:: Source data ::
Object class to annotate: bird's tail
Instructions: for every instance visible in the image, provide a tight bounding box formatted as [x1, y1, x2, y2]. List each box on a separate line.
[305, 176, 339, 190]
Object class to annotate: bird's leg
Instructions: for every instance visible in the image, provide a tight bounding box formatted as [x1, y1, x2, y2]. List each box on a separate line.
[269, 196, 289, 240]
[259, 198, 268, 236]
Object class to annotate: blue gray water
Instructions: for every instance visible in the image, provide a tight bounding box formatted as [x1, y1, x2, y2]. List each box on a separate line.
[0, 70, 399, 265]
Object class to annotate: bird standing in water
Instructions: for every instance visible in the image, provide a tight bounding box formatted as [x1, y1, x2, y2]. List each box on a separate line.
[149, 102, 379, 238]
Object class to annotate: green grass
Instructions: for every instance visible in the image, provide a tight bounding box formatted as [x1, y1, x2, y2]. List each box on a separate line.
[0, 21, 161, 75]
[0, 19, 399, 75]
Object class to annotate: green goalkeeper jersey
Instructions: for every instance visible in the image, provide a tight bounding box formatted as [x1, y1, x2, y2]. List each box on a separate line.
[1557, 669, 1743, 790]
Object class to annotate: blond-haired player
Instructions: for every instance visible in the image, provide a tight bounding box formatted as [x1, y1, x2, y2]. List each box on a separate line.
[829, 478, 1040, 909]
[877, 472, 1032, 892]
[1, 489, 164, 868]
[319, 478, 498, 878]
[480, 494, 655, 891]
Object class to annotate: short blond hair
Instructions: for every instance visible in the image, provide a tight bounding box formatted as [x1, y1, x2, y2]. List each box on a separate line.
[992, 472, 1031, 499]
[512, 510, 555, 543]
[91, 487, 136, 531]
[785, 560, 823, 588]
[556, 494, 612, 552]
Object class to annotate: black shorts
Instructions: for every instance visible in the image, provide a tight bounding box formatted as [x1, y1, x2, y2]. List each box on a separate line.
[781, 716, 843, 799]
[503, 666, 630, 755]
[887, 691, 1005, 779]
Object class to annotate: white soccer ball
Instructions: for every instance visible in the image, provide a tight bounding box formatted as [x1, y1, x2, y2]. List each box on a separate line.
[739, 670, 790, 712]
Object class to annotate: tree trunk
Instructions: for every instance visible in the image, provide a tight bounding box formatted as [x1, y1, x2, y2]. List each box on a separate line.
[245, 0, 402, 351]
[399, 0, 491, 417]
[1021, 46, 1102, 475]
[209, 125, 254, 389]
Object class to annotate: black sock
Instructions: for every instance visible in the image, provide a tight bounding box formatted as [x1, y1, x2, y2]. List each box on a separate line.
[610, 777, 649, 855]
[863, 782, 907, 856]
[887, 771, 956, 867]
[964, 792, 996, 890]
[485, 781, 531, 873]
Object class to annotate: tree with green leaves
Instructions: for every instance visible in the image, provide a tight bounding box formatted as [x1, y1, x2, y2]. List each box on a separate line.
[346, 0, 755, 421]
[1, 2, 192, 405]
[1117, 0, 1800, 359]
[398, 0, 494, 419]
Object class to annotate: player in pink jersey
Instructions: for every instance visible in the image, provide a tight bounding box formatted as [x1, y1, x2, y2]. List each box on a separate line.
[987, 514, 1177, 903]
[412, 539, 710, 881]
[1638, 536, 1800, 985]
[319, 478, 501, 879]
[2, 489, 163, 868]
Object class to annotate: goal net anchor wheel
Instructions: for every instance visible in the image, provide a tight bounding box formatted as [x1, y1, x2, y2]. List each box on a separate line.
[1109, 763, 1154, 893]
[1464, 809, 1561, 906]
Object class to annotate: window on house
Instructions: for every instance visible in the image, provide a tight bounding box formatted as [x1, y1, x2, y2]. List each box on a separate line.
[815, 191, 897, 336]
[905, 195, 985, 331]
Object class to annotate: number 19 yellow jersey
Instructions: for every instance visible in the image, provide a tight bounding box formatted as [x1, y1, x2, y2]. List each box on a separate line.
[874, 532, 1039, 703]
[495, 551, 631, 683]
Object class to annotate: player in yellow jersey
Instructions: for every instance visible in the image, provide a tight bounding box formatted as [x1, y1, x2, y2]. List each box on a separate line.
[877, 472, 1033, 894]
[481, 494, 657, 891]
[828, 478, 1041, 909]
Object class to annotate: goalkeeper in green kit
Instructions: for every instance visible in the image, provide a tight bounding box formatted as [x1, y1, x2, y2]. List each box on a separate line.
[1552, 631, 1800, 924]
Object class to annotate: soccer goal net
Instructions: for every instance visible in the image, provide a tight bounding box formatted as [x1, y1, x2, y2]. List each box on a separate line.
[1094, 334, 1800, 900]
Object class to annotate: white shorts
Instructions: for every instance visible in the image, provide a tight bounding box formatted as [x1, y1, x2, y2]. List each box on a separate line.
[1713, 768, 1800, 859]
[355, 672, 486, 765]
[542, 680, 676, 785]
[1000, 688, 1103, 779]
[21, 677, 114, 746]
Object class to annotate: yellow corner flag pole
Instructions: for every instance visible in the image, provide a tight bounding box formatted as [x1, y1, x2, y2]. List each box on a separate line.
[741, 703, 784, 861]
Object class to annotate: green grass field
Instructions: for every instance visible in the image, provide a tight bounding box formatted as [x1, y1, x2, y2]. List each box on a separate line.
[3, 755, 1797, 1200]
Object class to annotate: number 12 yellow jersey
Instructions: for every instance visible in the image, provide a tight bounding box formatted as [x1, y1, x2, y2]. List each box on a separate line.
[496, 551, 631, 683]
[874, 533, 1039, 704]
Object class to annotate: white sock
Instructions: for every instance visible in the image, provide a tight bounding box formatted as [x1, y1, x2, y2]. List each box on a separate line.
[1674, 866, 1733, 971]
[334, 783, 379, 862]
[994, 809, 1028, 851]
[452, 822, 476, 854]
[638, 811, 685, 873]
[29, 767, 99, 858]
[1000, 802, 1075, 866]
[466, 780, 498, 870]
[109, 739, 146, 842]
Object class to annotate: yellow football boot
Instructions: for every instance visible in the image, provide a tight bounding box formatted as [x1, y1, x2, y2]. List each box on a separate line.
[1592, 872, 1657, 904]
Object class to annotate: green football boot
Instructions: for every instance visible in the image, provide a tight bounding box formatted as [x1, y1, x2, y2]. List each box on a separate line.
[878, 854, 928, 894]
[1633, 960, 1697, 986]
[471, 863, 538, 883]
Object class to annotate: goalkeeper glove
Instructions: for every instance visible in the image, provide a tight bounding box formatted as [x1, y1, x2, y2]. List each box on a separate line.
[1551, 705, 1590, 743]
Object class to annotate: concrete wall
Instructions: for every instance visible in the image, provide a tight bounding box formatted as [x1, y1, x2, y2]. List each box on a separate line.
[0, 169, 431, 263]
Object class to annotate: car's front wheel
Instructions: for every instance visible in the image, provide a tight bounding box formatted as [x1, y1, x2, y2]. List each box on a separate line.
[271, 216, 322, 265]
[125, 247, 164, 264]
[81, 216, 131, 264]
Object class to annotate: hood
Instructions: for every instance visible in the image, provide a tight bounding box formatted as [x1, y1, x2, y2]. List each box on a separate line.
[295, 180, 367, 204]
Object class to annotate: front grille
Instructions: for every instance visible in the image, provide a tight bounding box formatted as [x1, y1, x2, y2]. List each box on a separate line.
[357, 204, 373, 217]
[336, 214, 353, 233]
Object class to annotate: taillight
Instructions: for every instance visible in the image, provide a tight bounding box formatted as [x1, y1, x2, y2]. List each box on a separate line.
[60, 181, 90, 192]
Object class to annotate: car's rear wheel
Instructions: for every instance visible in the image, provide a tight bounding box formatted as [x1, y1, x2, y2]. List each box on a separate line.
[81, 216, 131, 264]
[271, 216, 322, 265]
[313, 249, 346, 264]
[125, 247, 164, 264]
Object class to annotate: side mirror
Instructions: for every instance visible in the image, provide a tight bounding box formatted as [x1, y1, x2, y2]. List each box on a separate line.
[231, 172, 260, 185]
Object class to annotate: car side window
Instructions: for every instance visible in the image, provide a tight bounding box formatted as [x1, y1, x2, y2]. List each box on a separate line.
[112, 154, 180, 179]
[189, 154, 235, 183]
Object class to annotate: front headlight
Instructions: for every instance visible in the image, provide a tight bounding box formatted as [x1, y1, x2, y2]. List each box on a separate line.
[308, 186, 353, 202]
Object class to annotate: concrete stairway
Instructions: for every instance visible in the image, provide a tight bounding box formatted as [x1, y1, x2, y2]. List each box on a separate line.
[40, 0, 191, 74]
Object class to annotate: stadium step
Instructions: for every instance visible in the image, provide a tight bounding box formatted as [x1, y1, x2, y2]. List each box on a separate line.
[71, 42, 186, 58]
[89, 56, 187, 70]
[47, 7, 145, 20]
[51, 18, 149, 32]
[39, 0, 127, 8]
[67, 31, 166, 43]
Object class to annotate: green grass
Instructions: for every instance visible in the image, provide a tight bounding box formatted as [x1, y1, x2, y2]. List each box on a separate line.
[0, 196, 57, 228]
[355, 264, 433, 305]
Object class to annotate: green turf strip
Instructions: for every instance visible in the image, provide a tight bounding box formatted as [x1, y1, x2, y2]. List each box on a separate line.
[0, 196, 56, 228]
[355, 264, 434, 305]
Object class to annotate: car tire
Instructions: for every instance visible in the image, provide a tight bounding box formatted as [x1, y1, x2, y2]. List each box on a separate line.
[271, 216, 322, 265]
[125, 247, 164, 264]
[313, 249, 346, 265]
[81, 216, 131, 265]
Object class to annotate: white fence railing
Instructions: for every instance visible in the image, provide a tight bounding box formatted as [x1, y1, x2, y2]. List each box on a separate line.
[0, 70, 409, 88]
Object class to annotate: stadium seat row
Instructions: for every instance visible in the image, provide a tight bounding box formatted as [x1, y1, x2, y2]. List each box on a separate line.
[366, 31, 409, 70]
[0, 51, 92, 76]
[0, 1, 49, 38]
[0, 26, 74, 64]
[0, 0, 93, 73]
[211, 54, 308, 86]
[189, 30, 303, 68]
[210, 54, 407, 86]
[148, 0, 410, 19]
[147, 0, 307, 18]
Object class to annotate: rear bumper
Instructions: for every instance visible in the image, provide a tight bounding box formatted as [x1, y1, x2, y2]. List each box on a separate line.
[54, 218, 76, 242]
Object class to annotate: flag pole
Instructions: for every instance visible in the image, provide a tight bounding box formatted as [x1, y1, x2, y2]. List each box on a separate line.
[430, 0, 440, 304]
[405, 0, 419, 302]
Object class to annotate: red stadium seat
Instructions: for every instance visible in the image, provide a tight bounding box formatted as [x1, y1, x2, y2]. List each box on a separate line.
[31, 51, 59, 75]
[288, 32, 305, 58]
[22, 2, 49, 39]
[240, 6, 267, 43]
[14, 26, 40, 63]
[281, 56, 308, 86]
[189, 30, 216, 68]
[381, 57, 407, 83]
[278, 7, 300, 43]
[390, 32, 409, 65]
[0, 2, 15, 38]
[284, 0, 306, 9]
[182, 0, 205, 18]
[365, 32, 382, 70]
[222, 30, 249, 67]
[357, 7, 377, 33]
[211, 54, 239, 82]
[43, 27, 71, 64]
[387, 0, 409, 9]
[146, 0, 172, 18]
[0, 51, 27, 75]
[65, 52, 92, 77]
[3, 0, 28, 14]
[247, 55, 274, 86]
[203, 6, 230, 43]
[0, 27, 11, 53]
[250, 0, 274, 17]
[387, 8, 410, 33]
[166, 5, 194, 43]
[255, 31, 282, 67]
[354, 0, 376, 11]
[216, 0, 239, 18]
:::
== The task ==
I'd like an exact copy of the lines above, from the very first one through the line that contains "Object class to annotate: blue gray water", with nothing else added.

== Result of the task ==
Object class to annotate: bird's tail
Instructions: for every instance visible in the image, provide a tight bounding box formatted as [x1, y1, x2, y2]. List each box on a separate line.
[305, 176, 339, 190]
Object class to annotate: bird's leg
Instructions: for every instance visible in the image, provide a tight bounding box formatted as [x1, y1, x2, y2]. List each box on a separate line.
[269, 196, 289, 240]
[259, 198, 268, 236]
Object class to annotate: blue gray water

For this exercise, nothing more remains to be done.